--- MATERIAL FOR THIS EXERCISE ---
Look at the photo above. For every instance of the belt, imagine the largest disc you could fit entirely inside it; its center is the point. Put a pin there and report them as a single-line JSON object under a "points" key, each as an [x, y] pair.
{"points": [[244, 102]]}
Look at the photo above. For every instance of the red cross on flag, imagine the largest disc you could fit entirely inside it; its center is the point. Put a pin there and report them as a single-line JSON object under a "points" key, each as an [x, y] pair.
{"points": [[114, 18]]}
==
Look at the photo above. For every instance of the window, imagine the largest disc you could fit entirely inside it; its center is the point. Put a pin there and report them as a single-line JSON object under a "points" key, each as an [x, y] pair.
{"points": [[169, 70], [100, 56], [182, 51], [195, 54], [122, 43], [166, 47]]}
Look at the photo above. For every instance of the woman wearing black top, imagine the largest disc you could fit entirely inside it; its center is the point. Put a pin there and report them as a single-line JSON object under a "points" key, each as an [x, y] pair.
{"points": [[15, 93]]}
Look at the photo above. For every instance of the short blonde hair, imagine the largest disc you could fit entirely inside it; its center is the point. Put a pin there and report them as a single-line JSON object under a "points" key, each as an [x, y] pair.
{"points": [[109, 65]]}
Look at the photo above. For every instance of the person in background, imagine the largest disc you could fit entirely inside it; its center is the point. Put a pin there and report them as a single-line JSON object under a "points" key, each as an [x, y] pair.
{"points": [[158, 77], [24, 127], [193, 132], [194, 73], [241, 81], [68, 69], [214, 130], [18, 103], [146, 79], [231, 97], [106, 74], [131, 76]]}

--- JOB ---
From the data above, pull out every line that contains the string "wearing", matching case exactly.

--- WRITTEN RESPONSE ---
Look at the photo above. For every instance of the woman wearing black top, imagine the largest disc you could fit entirely inside it; its center is the point. Put a pin there and report them as a single-line JSON object under a "points" key, each as an [x, y] pair.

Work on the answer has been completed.